[Excerpts of location labeling rows]
+--
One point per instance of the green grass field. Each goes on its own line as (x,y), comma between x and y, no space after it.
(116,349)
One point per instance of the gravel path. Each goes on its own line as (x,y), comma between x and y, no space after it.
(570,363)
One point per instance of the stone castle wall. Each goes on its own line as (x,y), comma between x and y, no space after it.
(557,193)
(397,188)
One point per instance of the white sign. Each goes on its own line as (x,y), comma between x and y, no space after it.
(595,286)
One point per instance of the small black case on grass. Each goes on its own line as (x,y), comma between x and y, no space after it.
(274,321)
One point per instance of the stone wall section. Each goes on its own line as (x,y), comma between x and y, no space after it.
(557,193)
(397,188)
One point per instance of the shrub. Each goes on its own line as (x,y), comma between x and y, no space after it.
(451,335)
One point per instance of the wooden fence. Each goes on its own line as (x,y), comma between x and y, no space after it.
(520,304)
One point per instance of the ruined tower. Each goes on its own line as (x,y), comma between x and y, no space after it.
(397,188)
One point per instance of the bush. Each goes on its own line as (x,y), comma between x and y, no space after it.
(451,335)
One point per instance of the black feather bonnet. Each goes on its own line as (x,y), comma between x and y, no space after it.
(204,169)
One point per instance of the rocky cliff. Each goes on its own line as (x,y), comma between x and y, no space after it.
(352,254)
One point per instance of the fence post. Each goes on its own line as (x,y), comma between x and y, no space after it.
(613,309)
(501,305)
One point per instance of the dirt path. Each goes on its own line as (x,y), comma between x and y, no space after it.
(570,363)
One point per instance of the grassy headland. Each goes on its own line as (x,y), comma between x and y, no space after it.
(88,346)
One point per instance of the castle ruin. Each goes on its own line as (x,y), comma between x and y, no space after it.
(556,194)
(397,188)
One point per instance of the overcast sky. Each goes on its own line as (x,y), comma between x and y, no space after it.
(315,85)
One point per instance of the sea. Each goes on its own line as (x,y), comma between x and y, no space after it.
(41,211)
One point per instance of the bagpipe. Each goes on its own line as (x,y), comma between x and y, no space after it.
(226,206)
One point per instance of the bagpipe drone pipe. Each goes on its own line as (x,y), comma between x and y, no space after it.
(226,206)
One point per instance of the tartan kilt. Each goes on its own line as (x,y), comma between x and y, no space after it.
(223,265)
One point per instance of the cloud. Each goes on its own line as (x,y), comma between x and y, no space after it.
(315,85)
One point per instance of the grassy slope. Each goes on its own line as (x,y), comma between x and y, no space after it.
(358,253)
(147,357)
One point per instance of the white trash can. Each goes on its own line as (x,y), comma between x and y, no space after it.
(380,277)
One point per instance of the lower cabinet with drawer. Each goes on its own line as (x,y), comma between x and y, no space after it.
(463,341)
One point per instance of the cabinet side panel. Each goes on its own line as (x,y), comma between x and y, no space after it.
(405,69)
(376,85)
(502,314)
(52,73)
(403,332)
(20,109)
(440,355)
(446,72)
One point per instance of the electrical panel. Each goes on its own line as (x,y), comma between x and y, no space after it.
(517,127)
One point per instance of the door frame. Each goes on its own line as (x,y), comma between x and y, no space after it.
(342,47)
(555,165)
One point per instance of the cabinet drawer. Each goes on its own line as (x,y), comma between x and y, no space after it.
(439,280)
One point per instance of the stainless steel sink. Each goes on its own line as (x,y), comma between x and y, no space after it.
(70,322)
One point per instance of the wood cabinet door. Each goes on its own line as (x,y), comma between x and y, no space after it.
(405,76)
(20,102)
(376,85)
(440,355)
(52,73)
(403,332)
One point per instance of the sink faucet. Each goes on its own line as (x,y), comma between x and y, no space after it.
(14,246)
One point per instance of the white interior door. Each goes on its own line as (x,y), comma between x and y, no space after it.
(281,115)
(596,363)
+--
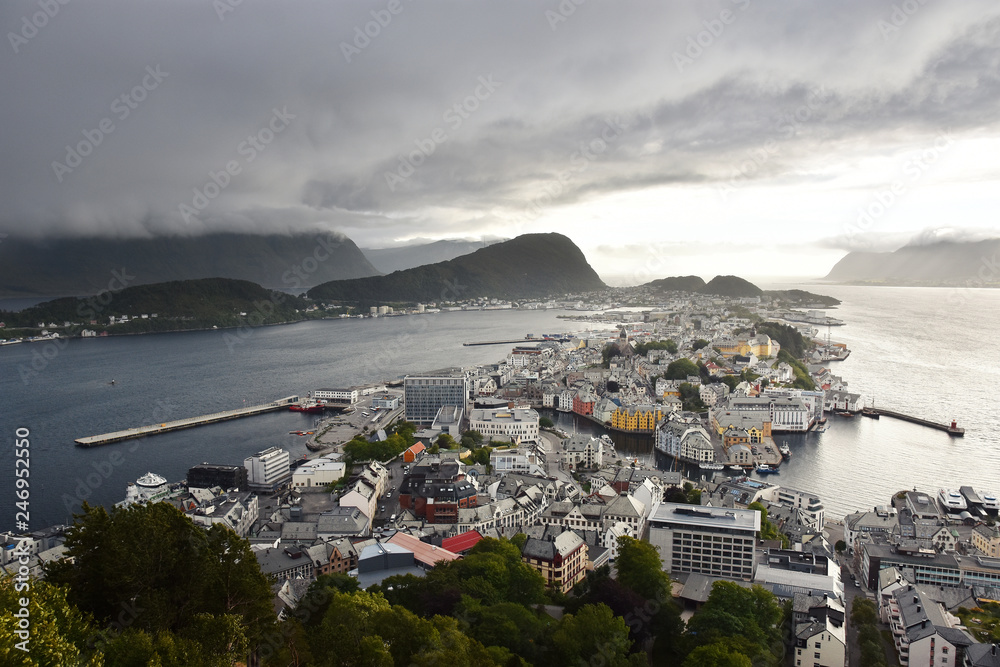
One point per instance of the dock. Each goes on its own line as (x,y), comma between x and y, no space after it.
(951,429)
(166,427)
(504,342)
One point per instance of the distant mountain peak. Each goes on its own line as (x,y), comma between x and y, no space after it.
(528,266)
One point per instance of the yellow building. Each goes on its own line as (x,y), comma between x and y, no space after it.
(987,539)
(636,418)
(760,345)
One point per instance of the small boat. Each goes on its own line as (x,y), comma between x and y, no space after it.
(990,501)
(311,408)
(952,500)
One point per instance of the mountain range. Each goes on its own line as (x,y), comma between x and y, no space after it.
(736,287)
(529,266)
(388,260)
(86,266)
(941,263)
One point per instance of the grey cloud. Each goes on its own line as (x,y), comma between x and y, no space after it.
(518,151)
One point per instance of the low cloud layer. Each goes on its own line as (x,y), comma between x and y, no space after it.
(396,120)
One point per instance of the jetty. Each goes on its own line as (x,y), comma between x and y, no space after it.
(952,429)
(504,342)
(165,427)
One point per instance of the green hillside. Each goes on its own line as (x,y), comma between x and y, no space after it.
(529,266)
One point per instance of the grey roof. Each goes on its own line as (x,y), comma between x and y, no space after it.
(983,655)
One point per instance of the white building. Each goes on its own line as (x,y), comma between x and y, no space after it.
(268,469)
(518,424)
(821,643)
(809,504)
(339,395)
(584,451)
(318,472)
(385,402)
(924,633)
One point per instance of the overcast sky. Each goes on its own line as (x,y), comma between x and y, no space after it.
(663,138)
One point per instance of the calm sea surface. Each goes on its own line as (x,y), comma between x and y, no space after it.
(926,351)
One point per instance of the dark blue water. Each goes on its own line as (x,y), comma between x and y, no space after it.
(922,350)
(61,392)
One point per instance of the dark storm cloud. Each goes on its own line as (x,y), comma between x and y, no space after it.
+--
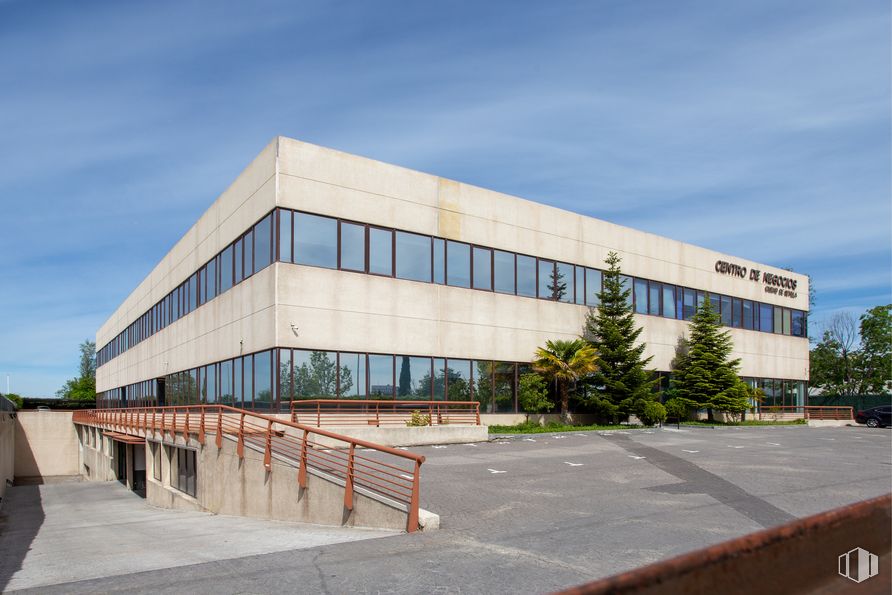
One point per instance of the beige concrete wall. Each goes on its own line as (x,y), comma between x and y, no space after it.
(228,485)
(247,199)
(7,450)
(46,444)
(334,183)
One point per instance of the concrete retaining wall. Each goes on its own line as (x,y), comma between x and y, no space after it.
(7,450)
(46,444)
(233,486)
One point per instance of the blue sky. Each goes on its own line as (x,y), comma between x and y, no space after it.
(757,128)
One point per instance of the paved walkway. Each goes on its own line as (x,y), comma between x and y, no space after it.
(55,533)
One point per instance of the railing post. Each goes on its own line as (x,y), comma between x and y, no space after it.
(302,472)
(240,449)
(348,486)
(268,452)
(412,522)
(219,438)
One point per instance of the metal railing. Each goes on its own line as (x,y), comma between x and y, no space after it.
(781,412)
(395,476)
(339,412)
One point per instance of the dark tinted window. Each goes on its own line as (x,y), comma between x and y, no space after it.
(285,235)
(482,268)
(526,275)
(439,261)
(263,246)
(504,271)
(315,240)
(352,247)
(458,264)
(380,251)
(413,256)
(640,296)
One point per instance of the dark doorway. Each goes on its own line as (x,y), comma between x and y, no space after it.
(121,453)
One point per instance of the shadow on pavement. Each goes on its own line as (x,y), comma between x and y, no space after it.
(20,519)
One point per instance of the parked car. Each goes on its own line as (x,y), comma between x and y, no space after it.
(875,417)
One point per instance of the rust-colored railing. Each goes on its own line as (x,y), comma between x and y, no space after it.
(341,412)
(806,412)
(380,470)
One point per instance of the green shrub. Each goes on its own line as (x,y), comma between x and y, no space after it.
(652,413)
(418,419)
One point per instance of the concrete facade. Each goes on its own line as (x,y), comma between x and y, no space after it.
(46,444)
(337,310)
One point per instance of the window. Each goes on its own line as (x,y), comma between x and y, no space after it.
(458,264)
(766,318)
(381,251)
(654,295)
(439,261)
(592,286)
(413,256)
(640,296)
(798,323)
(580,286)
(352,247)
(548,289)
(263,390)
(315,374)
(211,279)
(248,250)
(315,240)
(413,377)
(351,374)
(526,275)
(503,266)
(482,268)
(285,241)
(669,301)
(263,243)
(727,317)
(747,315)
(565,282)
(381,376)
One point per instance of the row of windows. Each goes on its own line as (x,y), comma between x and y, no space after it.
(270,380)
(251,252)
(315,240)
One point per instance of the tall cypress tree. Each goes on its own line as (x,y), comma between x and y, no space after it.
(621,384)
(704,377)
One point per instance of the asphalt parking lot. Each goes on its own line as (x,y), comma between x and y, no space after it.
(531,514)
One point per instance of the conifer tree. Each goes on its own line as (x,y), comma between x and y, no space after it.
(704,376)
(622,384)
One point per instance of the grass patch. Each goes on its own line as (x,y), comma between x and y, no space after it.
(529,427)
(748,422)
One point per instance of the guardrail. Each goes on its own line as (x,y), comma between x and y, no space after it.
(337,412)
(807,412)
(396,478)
+--
:: Instructions to follow ::
Count the lines in the rows above that contain the string "shrub", treating uppercase and lowercase as different, and give only the number.

:: Solution to this exercise ::
2